(Beginning of Records provided)
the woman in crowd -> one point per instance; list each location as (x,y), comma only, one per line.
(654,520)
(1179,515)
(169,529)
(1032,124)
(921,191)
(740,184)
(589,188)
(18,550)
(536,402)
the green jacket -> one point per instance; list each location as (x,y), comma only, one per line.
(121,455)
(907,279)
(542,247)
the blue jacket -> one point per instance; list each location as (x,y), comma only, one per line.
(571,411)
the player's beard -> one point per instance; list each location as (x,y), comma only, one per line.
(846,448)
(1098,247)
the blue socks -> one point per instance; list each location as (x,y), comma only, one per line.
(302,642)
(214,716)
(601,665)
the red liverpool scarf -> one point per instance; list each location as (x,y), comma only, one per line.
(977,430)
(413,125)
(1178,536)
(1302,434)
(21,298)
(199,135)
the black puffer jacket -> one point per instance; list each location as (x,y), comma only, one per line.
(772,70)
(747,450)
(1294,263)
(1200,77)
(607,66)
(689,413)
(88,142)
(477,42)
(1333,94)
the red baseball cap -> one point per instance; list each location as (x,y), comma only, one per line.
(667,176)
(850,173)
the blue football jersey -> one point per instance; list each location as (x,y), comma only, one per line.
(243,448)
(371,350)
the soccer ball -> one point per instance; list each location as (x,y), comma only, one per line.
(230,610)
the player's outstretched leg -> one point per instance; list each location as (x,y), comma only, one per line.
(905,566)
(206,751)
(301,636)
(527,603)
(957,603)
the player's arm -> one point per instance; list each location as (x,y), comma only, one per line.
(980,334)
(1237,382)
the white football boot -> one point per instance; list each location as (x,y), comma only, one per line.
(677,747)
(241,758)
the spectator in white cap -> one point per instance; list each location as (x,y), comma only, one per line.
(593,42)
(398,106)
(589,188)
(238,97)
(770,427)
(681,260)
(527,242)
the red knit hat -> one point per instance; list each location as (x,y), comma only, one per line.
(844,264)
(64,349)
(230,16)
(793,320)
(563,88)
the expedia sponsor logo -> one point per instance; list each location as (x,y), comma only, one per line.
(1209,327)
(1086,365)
(End of Records provided)
Exercise instructions
Nothing should appear in the answer except the lines from the one with "the player's arm" through the final line of the records, written exactly.

Exercise result
the player's arm -> one point per instance; list each location as (x,y), comma only, one per line.
(980,334)
(1237,382)
the white football boot -> one point per instance; list each location as (x,y), comma only, one per line.
(677,747)
(241,758)
the spectator in white cap -> one point per instance; list each location as (x,y), comma only, one per line.
(593,42)
(398,106)
(589,188)
(238,97)
(770,427)
(681,260)
(527,242)
the red knit hat -> one point per instance; list each location as (x,y), comma only, one per line.
(844,264)
(64,349)
(230,16)
(793,320)
(563,88)
the expedia sponsor logo -> one point per instance; list each location as (x,y), comma only, one per line.
(1209,327)
(1086,365)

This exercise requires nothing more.